→ Set problem:
Below is a listing; reproduce each line of it exactly.

→ Dataset records:

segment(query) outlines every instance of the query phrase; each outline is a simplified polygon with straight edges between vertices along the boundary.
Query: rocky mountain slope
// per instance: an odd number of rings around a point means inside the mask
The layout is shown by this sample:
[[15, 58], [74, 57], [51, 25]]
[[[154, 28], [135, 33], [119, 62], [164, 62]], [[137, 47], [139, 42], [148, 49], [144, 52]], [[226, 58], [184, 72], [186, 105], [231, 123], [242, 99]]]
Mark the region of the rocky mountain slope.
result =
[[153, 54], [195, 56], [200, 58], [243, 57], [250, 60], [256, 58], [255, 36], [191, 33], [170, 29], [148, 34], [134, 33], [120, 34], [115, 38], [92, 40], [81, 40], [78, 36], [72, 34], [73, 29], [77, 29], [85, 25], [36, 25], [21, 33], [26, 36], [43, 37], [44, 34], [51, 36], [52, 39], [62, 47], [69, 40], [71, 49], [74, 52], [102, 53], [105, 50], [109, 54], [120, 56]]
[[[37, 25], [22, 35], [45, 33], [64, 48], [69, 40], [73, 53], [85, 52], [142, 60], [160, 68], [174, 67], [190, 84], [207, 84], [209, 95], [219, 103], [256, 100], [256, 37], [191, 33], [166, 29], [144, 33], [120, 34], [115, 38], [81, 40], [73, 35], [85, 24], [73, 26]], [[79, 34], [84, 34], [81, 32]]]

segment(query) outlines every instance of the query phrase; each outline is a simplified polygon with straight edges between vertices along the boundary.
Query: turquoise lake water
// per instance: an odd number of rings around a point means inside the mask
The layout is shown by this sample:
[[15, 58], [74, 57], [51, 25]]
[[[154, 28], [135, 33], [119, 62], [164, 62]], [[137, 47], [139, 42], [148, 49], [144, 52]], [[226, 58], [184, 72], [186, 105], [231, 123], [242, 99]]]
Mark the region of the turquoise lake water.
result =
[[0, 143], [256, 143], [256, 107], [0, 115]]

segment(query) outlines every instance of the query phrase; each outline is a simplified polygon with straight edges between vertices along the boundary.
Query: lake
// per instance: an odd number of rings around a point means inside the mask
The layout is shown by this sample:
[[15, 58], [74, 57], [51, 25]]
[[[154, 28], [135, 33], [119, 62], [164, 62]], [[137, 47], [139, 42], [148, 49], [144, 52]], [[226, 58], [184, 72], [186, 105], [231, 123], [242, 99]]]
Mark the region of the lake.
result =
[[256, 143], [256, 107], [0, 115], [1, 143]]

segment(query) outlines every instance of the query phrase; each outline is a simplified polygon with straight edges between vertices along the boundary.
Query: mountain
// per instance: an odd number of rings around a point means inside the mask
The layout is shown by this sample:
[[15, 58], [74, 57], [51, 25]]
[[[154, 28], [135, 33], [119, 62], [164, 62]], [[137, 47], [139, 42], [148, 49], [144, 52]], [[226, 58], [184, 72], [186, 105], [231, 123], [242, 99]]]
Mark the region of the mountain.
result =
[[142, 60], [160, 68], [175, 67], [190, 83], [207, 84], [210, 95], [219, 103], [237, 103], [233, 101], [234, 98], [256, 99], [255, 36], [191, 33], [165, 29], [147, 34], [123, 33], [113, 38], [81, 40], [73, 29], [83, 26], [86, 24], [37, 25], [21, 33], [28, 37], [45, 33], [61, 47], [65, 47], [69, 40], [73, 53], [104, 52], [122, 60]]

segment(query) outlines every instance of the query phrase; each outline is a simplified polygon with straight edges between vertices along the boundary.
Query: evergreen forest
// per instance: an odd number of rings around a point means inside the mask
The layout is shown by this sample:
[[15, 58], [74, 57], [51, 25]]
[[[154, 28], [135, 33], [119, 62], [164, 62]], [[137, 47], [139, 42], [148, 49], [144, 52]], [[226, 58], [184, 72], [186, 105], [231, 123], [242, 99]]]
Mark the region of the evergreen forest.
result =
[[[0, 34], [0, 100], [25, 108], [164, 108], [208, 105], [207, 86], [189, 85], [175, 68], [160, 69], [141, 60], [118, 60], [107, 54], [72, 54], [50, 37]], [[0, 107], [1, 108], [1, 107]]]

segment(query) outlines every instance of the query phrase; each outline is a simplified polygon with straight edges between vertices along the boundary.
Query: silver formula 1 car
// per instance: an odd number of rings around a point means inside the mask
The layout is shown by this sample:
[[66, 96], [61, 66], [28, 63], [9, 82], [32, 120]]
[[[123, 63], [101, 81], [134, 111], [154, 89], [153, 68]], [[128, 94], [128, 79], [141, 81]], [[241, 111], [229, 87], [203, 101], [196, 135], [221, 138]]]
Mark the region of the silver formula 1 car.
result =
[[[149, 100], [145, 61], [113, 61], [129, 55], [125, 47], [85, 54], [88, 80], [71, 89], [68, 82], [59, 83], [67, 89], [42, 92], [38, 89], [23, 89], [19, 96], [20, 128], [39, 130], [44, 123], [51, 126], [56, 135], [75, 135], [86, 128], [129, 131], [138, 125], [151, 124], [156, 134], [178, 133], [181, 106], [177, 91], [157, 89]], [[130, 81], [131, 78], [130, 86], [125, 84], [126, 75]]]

→ Reply:
segment(query) outlines every instance of the query phrase; each outline is a simplified polygon with straight edges between vertices along the boundary.
Query: rocky mountain slope
// per instance: an odd number of rings around a point means inside the mask
The layout is shown by this sample:
[[15, 58], [74, 57], [51, 25]]
[[[154, 28], [135, 33], [119, 62], [164, 62]], [[137, 47], [139, 42], [148, 49], [144, 52]], [[226, 58], [184, 72], [186, 105], [231, 123], [242, 99]]]
Mark the region of the rocky mountain slope.
result =
[[153, 54], [195, 56], [200, 58], [243, 57], [250, 60], [256, 58], [255, 36], [191, 33], [170, 29], [148, 34], [134, 33], [120, 34], [115, 38], [92, 40], [81, 40], [78, 36], [72, 34], [73, 29], [77, 29], [85, 25], [36, 25], [21, 33], [26, 36], [43, 37], [44, 34], [51, 36], [52, 39], [62, 47], [69, 40], [71, 49], [74, 52], [102, 53], [105, 50], [109, 54], [120, 56]]
[[[37, 25], [22, 35], [45, 33], [64, 48], [69, 40], [73, 53], [85, 52], [142, 60], [160, 68], [174, 67], [190, 84], [207, 84], [209, 95], [219, 103], [256, 100], [256, 37], [191, 33], [166, 29], [144, 33], [120, 34], [115, 38], [81, 40], [73, 35], [85, 24], [73, 26]], [[79, 34], [84, 34], [81, 32]]]

segment(query) outlines every instance of the query phrase; each outline is a simplified polygon with straight edges between vertices along the boundary.
Query: turquoise lake water
// per instance: an odd number of rings around a point means inside the mask
The layout is shown by this sample:
[[15, 58], [74, 57], [51, 25]]
[[[154, 28], [135, 33], [119, 62], [164, 62]], [[137, 47], [139, 42], [148, 49], [144, 52]], [[226, 58], [184, 72], [186, 105], [231, 123], [242, 99]]]
Mark the region of the turquoise lake water.
result =
[[0, 143], [256, 143], [256, 107], [0, 115]]

segment(query) outlines every instance of the query phrase; each outline is a simplified polygon with straight edges between vertices along the boundary.
Query: lake
// per instance: an odd number of rings around a point means inside the mask
The layout is shown by this sample:
[[15, 58], [74, 57], [51, 25]]
[[[154, 28], [135, 33], [119, 62], [164, 62]], [[137, 47], [139, 42], [148, 49], [144, 52]], [[226, 58], [184, 72], [186, 105], [231, 123], [242, 99]]]
Mark the region of the lake.
result =
[[256, 143], [256, 107], [0, 115], [1, 143]]

segment(query) outlines every instance of the query phrase; each outline is a simplified polygon with straight edges between vertices along the boundary.
Query: mountain
// per instance: an odd number of rings around a point means inside the mask
The layout is shown by this sample:
[[15, 58], [74, 57], [51, 25]]
[[[154, 28], [135, 33], [119, 62], [164, 62]], [[137, 47], [139, 42], [148, 49], [144, 52]], [[226, 58], [184, 72], [186, 105], [231, 123], [242, 99]]]
Mark the region of the mountain.
result =
[[142, 60], [160, 68], [175, 67], [190, 83], [207, 84], [210, 95], [219, 103], [237, 103], [233, 101], [234, 98], [256, 99], [255, 36], [191, 33], [165, 29], [147, 34], [123, 33], [113, 38], [81, 40], [73, 29], [83, 26], [86, 24], [37, 25], [21, 33], [28, 37], [45, 33], [61, 47], [65, 47], [69, 40], [73, 53], [104, 52], [122, 60]]

segment(query) outlines every instance of the query phrase; each outline is a simplified polygon with straight edges between vertices along the boundary.
Query: evergreen forest
// per instance: an odd number of rings around a point means inside the mask
The layout is shown by this sample:
[[15, 58], [74, 57], [51, 25]]
[[[154, 28], [135, 33], [119, 62], [164, 62]], [[137, 47], [139, 42], [148, 49], [144, 52]], [[226, 58], [184, 72], [186, 105], [231, 123], [242, 99]]]
Mark the region of the evergreen forest.
result =
[[[0, 34], [0, 100], [25, 108], [164, 108], [208, 105], [207, 86], [189, 85], [175, 68], [160, 69], [141, 60], [118, 60], [107, 54], [72, 54], [50, 37]], [[0, 107], [1, 108], [1, 107]]]

segment(query) outlines every instance of the query phrase; each outline is a simplified polygon with straight edges between vertices along the boundary.
Query: silver formula 1 car
// per instance: an odd number of rings around a point means inside the mask
The layout is shown by this sample:
[[66, 96], [61, 66], [28, 63], [9, 82], [32, 120]]
[[[123, 63], [101, 81], [134, 111], [154, 89], [153, 68]], [[128, 94], [128, 79], [141, 81]], [[241, 111], [229, 87], [203, 101], [196, 135], [221, 138]]]
Mark the region of the silver formula 1 car.
result =
[[[149, 100], [145, 61], [113, 61], [129, 55], [125, 47], [85, 54], [88, 80], [71, 89], [68, 82], [59, 83], [67, 89], [42, 92], [38, 89], [23, 89], [19, 96], [20, 128], [39, 130], [44, 123], [51, 126], [56, 135], [75, 135], [86, 128], [129, 131], [138, 125], [151, 124], [156, 134], [178, 133], [181, 106], [177, 91], [157, 89]], [[130, 81], [131, 78], [130, 86], [125, 84], [126, 75]]]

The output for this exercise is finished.